Charles M. Worthley v. Commissioner., United States Tax Court - Memorandum Decision, T.C. Memo. 1997-419, Docket No. 2612-94., Filed September 22, 1997
Charles M. Worthley v. Commissioner.
United States Tax Court - Memorandum Decision
T.C. Memo. 1997-419
Docket No. 2612-94.
Filed September 22, 1997.
Charles M. Worthley, pro se. Gary S. Gross, for the respondent.
MEMORANDUM FINDINGS OF FACT AND OPINION
FOLEY, Judge: Respondent determined the following deficiency and additions to tax relating to petitioner's Federal income taxes:
As an alternative position, respondent in his answer asserted that petitioner is liable for additions to tax pursuant to sections 6651(a) and 6653(a). Unless otherwise stated, all section references are to the Internal Revenue Code in effect for the years in issue, and all Rule references are to the Tax Court Rules of Practice and Procedure.
============================================================
* What is being asked:
Answer these about the tax court decision above:
1. On what date was the decision filed?
2. Who appeared for the respondent?
3. Under which sections did the respondent's answer assert additions to tax as an alternative position?

* Data block:
============================================================
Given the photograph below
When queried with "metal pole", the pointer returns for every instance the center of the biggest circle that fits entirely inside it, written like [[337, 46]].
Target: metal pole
============================================================
* Result below:
1. September 22, 1997
2. Gary S. Gross
3. Sections 6651(a) and 6653(a)